**** Data for this task
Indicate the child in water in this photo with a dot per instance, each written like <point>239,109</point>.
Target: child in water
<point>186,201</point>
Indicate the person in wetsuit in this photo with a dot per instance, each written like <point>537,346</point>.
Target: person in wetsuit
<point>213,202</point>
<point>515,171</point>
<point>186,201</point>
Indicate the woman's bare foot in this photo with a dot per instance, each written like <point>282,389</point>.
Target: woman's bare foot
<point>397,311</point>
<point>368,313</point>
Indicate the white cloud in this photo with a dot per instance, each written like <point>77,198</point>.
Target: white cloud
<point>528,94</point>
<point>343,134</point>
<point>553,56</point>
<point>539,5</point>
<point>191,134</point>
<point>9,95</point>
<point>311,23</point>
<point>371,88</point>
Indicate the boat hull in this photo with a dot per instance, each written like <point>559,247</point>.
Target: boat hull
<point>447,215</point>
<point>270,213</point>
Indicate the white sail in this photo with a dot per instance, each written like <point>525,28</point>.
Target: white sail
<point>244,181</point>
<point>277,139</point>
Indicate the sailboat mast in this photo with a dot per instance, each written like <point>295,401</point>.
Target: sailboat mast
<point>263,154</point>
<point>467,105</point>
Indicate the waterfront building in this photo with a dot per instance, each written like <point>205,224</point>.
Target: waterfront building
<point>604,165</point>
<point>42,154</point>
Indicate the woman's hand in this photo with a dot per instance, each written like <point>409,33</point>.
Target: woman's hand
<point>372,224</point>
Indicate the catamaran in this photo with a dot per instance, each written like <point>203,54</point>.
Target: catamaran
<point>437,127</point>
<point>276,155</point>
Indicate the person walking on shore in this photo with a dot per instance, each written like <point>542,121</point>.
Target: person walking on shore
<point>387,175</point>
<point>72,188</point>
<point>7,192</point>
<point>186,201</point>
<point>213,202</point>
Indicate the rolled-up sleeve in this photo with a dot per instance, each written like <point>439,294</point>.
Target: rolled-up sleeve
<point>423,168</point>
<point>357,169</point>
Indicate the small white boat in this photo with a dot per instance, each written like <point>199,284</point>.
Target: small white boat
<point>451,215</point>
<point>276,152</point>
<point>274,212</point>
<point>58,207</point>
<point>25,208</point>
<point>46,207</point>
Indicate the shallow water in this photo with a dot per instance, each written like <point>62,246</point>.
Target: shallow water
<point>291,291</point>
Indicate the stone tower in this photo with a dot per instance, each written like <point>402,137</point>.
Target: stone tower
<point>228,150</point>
********
■ What this task involves ■
All lines in the data above from the one with "Indicate the person walking" through the one with "Indicate the rolled-up" must be repeated exactly, and no others.

■ Finished task ■
Indicate the person walking on shore in this photo with a dot per instance, each written like <point>542,121</point>.
Target: person walking on shore
<point>387,175</point>
<point>72,188</point>
<point>7,192</point>
<point>186,201</point>
<point>213,202</point>
Indicate the rolled-up sleeve in this photo with a dot per instance, each written like <point>439,294</point>.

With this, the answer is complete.